**TEXTE EXTRAIT**
Le 11 mai 1949, à Orly, au cours du formidable « Carrousel
Aérien », un splendide bimoteur, aux lignes ultramodernes, était présenté
pour la première fois au public ...
Le 25 juin 1950, l'équipage d'un de ces mêmes
bimoteurs, ayant décollé de Lyon-Bron, lançait par radio un message d'amitié
aux 150.000 spectateurs rassemblés sur le terrain pour assister à un meeting ...
Moins de trois heures après, il se posait à Alger. Il
avait dans ses flancs quatre tonnes de fret ... Voyage « sans
histoire », voyage de tous les jours ... pour le « Bretagne »
S. O. 30 P.
C'est ainsi que se révèle ce bimoteur français de transport,
à cabine étanche.

**CONSIGNE 1**
Recopiez mot pour mot le passage du texte extrait qui va de « Le 11 mai 1949, à » jusqu'à « S. O. 30 P. » inclus.
Les entrées n'ont aucun lien avec le texte extrait.

**DONNÉES SOURCES**

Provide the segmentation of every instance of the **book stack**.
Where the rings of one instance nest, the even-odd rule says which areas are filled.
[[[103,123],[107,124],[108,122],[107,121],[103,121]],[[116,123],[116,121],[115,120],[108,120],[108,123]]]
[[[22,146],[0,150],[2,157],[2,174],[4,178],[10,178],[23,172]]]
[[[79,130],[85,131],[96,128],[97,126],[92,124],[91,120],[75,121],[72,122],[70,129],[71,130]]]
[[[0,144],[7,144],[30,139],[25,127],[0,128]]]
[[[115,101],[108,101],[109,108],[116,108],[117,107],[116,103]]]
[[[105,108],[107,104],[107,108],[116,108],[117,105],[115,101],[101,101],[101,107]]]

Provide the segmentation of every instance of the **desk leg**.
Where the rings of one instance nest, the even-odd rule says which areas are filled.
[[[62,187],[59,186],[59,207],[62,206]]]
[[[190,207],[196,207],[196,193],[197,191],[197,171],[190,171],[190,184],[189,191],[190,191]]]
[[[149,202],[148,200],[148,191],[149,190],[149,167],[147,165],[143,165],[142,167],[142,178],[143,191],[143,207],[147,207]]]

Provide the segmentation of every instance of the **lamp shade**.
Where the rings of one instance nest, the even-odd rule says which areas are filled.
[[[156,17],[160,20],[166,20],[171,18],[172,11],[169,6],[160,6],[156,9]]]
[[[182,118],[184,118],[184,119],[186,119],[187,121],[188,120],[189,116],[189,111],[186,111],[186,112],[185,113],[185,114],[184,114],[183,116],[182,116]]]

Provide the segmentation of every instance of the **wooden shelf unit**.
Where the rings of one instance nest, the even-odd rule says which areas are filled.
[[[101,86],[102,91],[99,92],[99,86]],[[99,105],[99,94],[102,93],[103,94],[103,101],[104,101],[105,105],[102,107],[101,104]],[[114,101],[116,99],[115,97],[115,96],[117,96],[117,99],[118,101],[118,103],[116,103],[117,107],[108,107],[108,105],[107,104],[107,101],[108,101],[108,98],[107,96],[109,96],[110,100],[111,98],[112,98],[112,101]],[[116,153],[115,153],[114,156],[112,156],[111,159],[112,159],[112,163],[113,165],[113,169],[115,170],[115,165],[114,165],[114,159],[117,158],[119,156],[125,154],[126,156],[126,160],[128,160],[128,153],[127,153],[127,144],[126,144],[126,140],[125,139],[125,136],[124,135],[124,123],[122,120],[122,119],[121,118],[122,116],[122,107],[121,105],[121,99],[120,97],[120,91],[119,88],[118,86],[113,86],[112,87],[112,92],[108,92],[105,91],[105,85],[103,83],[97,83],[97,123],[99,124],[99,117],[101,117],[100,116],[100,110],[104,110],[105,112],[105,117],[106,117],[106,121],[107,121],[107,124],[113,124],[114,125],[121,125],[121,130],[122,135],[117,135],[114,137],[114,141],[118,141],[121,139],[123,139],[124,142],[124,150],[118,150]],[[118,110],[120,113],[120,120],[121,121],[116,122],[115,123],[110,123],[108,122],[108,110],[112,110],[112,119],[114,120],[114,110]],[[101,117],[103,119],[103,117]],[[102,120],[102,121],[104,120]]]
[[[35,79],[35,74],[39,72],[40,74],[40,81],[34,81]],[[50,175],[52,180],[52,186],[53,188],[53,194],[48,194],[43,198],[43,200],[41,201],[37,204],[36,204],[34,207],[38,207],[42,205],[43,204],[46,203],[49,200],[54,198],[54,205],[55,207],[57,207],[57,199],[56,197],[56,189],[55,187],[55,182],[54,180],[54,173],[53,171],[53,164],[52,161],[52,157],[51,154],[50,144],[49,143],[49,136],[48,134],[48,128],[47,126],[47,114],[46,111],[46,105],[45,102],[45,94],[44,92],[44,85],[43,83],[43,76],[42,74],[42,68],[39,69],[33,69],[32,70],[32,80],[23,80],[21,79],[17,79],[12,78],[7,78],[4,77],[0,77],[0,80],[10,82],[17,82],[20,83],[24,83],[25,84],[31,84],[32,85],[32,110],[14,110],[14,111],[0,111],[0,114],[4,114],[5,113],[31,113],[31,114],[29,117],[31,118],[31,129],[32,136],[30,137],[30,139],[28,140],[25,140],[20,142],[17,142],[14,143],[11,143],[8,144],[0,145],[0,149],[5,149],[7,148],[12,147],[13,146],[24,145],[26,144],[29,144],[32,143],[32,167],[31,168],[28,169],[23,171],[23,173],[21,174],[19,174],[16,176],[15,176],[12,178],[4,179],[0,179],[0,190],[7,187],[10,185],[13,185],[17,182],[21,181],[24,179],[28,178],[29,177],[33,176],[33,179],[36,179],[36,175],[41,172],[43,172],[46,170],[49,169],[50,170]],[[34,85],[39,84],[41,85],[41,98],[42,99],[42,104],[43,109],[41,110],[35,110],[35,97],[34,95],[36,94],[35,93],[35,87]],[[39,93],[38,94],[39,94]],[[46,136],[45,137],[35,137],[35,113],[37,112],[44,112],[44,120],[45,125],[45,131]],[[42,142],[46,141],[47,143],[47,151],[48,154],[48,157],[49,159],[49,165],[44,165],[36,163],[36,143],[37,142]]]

**CONSIGNE 2**
Déterminez combien de lignes des entrées contiennent la chaîne « Provide », en respectant la casse. Donnez seulement ce nombre.

**RÉPONSE ATTENDUE 1**
Le 11 mai 1949, à Orly, au cours du formidable « Carrousel
Aérien », un splendide bimoteur, aux lignes ultramodernes, était présenté
pour la première fois au public ...
Le 25 juin 1950, l'équipage d'un de ces mêmes
bimoteurs, ayant décollé de Lyon-Bron, lançait par radio un message d'amitié
aux 150.000 spectateurs rassemblés sur le terrain pour assister à un meeting ...
Moins de trois heures après, il se posait à Alger. Il
avait dans ses flancs quatre tonnes de fret ... Voyage « sans
histoire », voyage de tous les jours ... pour le « Bretagne »
S. O. 30 P.

**RÉPONSE ATTENDUE 2**
4